> [SHORT EXERCISE]:
Transcribe the stretch of the 1 Samuel 4 commentary from "The prophecies of" through "of a priest." verbatim.

# START OF TEXT TO READ

Monday, September 14, 2009

1 Samuel 4: Death of the High Priest, Life of the Word

The prophecies of 1 Samuel 2 and 3 come to fruition in chapter 4 where the focus once again is on Samuel – that his word came to Israel.  What is the significance of his word in comparison to the words of the High Priest?  These are words which bore much implication, that would make the two ears of the Israelites tingle – that the High Priest of Israel, along with his household, would perish forever without mediation.  All the previous judges have succeeded in one sense or another in striving against Israel’s enemy and reformation of internal strife; but Eli is a fallen judge who died in this chapter as an empty shell of a priest.

# END OF TEXT TO READ
# START OF LISTED ENTRIES

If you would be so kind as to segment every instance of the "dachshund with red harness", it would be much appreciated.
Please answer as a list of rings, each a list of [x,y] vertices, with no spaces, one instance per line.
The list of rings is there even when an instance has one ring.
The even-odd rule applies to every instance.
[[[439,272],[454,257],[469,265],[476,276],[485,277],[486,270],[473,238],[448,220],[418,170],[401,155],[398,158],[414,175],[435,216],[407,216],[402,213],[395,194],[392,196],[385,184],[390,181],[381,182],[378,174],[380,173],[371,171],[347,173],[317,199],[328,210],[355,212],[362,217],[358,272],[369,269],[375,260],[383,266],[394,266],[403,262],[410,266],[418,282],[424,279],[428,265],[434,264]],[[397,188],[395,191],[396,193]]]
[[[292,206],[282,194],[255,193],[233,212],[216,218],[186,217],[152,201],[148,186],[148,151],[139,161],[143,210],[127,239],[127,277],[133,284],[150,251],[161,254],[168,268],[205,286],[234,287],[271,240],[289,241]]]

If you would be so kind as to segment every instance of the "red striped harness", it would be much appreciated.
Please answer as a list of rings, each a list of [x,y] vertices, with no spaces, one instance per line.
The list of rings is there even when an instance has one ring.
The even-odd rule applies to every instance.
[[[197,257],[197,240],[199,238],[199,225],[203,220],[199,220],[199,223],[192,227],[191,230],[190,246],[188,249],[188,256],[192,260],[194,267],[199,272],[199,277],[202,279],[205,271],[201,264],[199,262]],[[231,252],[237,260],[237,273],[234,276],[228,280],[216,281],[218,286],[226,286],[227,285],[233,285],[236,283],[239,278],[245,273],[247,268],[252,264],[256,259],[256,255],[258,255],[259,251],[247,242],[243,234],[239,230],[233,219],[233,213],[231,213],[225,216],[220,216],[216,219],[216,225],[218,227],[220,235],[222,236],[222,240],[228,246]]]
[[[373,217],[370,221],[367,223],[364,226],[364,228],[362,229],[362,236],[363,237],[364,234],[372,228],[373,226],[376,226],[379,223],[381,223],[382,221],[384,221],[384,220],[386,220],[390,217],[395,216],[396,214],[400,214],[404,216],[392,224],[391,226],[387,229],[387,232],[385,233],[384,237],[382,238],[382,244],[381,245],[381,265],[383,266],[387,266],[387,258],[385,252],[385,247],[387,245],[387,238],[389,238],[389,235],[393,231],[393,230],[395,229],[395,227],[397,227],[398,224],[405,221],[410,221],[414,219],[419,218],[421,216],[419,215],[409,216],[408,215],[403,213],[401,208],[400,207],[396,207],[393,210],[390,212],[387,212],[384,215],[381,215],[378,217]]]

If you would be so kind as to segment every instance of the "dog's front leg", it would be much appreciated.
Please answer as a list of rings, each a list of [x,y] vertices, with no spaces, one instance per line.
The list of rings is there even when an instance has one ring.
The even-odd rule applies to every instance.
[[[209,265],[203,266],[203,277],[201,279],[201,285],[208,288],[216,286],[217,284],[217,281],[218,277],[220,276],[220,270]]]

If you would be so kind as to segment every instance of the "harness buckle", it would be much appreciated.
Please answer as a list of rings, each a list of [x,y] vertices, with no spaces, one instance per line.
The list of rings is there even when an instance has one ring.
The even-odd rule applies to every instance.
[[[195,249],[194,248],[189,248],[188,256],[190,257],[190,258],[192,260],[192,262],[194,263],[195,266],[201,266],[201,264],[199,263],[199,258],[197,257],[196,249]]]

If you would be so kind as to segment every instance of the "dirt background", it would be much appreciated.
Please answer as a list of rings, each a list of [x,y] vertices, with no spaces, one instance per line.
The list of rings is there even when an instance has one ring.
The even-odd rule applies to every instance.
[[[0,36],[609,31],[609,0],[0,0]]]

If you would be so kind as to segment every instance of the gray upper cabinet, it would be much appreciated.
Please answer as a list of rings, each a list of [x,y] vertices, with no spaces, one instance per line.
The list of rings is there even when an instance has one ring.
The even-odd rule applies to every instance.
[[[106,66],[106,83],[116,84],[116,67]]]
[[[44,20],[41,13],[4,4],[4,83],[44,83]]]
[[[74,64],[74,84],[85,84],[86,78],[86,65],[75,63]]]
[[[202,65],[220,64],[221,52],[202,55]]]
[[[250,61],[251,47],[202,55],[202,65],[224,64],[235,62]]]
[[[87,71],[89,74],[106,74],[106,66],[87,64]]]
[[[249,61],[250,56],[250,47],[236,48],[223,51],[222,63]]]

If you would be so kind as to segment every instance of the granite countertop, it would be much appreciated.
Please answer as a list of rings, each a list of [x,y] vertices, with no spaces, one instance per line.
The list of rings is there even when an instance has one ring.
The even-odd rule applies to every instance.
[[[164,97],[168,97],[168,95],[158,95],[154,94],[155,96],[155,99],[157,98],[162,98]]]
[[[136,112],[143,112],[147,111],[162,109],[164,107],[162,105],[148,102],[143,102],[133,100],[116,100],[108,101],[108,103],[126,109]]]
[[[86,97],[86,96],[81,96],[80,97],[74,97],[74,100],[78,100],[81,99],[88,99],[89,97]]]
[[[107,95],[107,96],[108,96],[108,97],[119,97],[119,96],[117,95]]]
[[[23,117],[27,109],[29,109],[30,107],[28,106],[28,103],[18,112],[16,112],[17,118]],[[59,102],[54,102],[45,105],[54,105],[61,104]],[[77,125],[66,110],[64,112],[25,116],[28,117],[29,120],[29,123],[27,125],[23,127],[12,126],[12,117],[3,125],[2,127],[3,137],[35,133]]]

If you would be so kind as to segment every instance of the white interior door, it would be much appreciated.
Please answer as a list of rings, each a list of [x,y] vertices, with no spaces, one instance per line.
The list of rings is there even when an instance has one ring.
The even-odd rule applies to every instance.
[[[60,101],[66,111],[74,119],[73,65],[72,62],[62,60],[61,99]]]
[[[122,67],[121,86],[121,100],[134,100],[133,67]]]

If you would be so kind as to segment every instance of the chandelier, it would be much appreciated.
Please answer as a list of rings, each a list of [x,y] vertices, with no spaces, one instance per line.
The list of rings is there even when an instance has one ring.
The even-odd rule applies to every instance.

# END OF LISTED ENTRIES

> [CORRECT RESPONSE]:
The prophecies of 1 Samuel 2 and 3 come to fruition in chapter 4 where the focus once again is on Samuel – that his word came to Israel.  What is the significance of his word in comparison to the words of the High Priest?  These are words which bore much implication, that would make the two ears of the Israelites tingle – that the High Priest of Israel, along with his household, would perish forever without mediation.  All the previous judges have succeeded in one sense or another in striving against Israel’s enemy and reformation of internal strife; but Eli is a fallen judge who died in this chapter as an empty shell of a priest.